# REQUIRED WORK
The answer must be every entry, retyped without a single difference.

START EXCERPTED DATA

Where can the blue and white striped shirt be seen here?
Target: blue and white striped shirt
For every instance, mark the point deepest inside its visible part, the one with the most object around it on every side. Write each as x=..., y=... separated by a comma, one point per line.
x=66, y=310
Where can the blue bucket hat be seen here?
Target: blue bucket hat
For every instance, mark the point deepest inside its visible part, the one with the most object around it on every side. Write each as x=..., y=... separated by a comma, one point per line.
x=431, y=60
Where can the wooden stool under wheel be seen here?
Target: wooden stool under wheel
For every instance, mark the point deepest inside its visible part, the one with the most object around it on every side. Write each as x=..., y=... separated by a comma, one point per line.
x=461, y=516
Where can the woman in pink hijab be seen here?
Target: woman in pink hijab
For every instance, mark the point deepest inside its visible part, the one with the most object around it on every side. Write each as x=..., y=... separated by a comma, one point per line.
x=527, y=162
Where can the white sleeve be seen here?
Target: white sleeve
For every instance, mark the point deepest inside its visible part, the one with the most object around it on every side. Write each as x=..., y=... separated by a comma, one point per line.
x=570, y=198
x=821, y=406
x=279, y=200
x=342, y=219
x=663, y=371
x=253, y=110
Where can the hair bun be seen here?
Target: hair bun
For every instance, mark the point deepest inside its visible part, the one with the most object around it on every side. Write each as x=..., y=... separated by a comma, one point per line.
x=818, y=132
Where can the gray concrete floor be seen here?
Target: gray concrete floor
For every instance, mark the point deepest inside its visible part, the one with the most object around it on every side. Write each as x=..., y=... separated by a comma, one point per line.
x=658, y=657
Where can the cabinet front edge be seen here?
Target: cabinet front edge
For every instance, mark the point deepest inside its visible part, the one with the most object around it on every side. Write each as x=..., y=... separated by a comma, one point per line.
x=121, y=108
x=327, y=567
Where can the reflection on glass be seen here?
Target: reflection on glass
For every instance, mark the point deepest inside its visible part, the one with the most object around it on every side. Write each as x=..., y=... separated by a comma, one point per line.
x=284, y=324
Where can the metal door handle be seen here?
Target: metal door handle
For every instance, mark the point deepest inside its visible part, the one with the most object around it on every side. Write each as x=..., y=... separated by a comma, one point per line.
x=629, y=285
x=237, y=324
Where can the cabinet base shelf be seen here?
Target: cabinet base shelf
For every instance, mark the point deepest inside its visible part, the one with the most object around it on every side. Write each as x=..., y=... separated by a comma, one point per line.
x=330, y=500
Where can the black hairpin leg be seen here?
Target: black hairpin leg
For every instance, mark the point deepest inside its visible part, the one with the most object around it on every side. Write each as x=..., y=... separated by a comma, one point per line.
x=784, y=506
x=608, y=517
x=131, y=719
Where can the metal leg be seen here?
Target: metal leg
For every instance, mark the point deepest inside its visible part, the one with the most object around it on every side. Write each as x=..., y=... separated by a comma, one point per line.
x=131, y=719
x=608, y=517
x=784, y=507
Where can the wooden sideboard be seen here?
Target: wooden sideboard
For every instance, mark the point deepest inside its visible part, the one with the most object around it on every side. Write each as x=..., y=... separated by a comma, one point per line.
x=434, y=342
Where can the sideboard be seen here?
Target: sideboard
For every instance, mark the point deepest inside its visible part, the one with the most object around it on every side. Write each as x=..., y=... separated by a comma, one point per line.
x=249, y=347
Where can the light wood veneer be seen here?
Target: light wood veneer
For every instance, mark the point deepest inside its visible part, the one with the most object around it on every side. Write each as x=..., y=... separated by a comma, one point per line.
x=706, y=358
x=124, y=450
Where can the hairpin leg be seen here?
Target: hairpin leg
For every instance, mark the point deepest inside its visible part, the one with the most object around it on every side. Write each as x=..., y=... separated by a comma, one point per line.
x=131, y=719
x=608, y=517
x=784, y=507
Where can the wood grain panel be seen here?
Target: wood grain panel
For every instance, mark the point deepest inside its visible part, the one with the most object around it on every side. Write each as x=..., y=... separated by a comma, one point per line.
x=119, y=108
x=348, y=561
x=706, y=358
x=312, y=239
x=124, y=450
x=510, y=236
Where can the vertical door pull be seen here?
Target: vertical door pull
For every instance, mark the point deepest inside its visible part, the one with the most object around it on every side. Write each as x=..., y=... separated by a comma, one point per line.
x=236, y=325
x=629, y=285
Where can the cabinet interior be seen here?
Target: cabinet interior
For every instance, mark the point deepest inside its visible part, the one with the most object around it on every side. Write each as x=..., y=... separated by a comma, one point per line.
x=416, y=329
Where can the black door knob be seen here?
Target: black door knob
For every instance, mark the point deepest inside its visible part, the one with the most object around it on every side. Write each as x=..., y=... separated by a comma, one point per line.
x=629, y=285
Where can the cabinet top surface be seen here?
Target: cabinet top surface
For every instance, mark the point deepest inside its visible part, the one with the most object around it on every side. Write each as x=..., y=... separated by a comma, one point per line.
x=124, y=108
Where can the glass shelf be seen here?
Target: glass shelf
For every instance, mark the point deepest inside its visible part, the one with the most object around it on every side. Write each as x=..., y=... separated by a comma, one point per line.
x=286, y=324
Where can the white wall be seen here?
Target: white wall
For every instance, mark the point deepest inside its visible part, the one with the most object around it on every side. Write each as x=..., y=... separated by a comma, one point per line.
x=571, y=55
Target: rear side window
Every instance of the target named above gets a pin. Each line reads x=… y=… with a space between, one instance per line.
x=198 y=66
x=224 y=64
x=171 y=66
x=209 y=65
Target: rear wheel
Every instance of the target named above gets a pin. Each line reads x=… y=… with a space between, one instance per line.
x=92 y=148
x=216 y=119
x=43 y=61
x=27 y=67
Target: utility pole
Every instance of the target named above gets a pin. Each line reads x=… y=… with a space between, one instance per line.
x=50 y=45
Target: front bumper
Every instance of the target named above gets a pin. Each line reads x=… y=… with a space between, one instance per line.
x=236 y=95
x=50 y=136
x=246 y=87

END EXCERPTED DATA

# OUTPUT FOR THIS TASK
Where can the blue and white striped shirt be seen here?
Target: blue and white striped shirt
For every instance, mark the point deepest inside its visible part, the one with the most object around it on every side. Write each as x=..., y=... separated by a comma, one point per line.
x=66, y=310
Where can the blue bucket hat be seen here?
Target: blue bucket hat
For every instance, mark the point deepest inside its visible part, the one with the most object around it on every side. Write each as x=..., y=... separated by a comma, one point per line.
x=431, y=60
Where can the wooden stool under wheel be seen here?
Target: wooden stool under wheel
For every instance, mark the point deepest inside its visible part, the one with the most object around it on every side. Write each as x=..., y=... separated by a comma, one point per line.
x=461, y=516
Where can the woman in pink hijab be seen here?
Target: woman in pink hijab
For every instance, mark the point deepest inside its visible part, the one with the most object around it on every side. Write each as x=..., y=... separated by a comma, one point per line.
x=527, y=162
Where can the white sleeve be seen here?
Target: white sleeve
For every instance, mark the point deepest inside its visible part, the one with the most object around it on every side. Write each as x=..., y=... separated by a comma, one point per line.
x=570, y=198
x=821, y=406
x=279, y=200
x=342, y=219
x=663, y=371
x=253, y=110
Where can the hair bun be seen here?
Target: hair bun
For every instance, mark the point deepest inside its visible part, the one with the most object around it on every side. Write each as x=..., y=... separated by a comma, one point per line.
x=818, y=132
Where can the gray concrete floor be seen here?
Target: gray concrete floor
For every instance, mark the point deepest inside its visible part, the one with the most object around it on every side. Write each as x=..., y=... separated by a comma, one point per line.
x=658, y=657
Where can the cabinet front edge be seen here?
Target: cabinet front edge
For every instance, mark the point deepest inside its visible part, the one with the most object around it on every side. Write each as x=..., y=... separated by a comma, one point per line.
x=121, y=108
x=327, y=567
Where can the reflection on glass be seen here?
Target: reflection on glass
For every instance, mark the point deepest inside its visible part, the one with the most object around it on every side. Write each as x=..., y=... separated by a comma, one point per line.
x=284, y=324
Where can the metal door handle be seen here?
Target: metal door handle
For every instance, mark the point deepest inside its visible part, the one with the most object around it on every side. Write each as x=..., y=... separated by a comma, one point per line.
x=629, y=285
x=237, y=324
Where can the cabinet base shelf be seen here?
Target: cabinet base shelf
For every instance, mark the point deepest inside its visible part, the one with the most object around it on every side. Write each as x=..., y=... separated by a comma, one point per line.
x=330, y=500
Where can the black hairpin leg be seen here?
Target: black hairpin leg
For every instance, mark the point deepest inside its visible part, the one with the most object around it on every side. Write each as x=..., y=... separated by a comma, one point per line.
x=784, y=506
x=608, y=517
x=131, y=719
Where can the metal leg be seen here?
Target: metal leg
For every instance, mark the point deepest inside its visible part, the one with the most object around it on every side. Write each as x=..., y=... separated by a comma, one point per line.
x=131, y=719
x=608, y=517
x=784, y=507
Where can the wooden sideboard be seen here?
Target: wooden sideboard
For every instance, mark the point deepest inside its visible part, the one with the most object around it on every side. Write each as x=..., y=... separated by a comma, one point per line.
x=434, y=342
Where can the sideboard be seen here?
Target: sideboard
For every instance, mark the point deepest inside its visible part, the one with the most object around it on every side. Write each as x=..., y=... separated by a comma, one point per line.
x=249, y=347
Where can the light wood veneer be seen here?
Target: light wood veneer
For every instance, mark the point deepest inside its visible part, the one with the most object around it on every side. Write each as x=..., y=... separated by a comma, one point per line.
x=706, y=358
x=124, y=450
Where can the hairpin leg be seen here?
Target: hairpin leg
For every instance, mark the point deepest inside its visible part, the one with the most object around it on every side. Write each as x=..., y=... separated by a comma, one point per line.
x=131, y=719
x=608, y=517
x=784, y=507
Where can the wood grain panel be seen here?
Target: wood grain panel
For every instance, mark the point deepest inside its visible part, the one with the most object around it on every side. Write each as x=..., y=... separated by a comma, one point per line.
x=119, y=108
x=348, y=561
x=706, y=358
x=312, y=239
x=124, y=450
x=510, y=236
Where can the vertical door pull be seen here?
Target: vertical door pull
For every instance, mark the point deepest inside its visible part, the one with the most object around it on every side. Write each as x=..., y=... separated by a comma, one point per line.
x=236, y=325
x=629, y=285
Where can the cabinet interior be seen here?
Target: cabinet interior
For every instance, mark the point deepest inside its visible part, the one with the most object around it on every side. Write each as x=..., y=... separated by a comma, one point per line.
x=416, y=329
Where can the black door knob be seen here?
Target: black door knob
For every instance, mark the point deepest inside its visible part, the one with the most object around it on every side. Write each as x=..., y=... separated by a comma, one point per line.
x=629, y=285
Where can the cabinet top surface be seen here?
Target: cabinet top surface
For every instance, mark the point deepest inside its visible part, the one with the most object around it on every side. Write each as x=..., y=... separated by a comma, one point per line.
x=124, y=108
Where can the glass shelf be seen here?
Target: glass shelf
For every instance, mark the point deepest inside its visible part, the one with the most object around it on every side. Write each as x=..., y=... separated by a comma, one point per line.
x=286, y=324
Where can the white wall be seen here?
Target: white wall
For every instance, mark the point deepest inside its visible part, the one with the most object around it on every side. Write each as x=..., y=... separated by a comma, one point per line.
x=571, y=55
Target: rear side window
Every instance of the target named above gets a pin. Each line reads x=… y=… with a space between, one instance per line.
x=198 y=66
x=224 y=64
x=171 y=66
x=209 y=65
Target: rear wheel
Every instance of the target named above gets a pin. Each line reads x=… y=… with a space between, one instance per line.
x=92 y=148
x=216 y=119
x=43 y=61
x=27 y=67
Target: utility pole
Every instance of the target named above gets a pin. Each line reads x=… y=… with a space between, one instance per line.
x=50 y=45
Target: front bumper
Every instance of the target named above gets a pin. Each line reads x=… y=… with a space between, one instance per line.
x=236 y=95
x=50 y=136
x=246 y=87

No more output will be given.